INFORMATION >>
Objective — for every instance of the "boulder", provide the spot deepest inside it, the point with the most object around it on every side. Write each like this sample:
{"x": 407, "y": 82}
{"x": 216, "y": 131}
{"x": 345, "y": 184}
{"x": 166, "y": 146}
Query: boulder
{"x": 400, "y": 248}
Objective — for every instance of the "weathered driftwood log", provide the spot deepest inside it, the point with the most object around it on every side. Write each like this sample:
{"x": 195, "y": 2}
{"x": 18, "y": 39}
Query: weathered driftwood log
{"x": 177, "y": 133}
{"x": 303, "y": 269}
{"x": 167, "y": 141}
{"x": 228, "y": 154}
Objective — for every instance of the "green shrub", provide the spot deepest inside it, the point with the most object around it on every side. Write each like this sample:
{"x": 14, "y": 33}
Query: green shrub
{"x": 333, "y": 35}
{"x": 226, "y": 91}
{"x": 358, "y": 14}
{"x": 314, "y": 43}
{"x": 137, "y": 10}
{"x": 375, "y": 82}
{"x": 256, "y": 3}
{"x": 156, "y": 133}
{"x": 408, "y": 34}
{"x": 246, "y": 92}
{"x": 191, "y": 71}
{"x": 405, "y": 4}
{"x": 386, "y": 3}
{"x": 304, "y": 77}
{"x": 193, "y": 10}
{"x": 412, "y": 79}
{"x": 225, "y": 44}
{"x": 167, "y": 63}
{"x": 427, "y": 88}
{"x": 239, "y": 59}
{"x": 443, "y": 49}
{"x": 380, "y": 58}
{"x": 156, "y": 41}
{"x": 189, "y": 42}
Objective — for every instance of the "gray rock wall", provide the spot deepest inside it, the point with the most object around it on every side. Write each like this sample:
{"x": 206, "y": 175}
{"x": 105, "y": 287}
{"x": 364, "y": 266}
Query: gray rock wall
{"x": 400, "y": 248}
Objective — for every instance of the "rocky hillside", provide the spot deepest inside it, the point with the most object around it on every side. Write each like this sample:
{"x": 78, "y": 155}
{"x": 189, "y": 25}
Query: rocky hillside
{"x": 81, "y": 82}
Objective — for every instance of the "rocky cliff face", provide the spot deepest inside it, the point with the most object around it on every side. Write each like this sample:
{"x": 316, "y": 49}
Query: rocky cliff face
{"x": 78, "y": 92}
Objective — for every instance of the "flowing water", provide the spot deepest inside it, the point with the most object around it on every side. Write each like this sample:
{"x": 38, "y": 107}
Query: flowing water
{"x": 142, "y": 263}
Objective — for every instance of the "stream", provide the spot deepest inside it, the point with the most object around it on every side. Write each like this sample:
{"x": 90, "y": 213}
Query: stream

ABOUT THIS EXERCISE >>
Copy whichever lines in the listing above hold "stream".

REPLY TO THE EXERCISE >>
Objective — for every instance of the "stream", provide the spot deepest inside it, the point with the most object around it on every side. Write each like this sample:
Query: stream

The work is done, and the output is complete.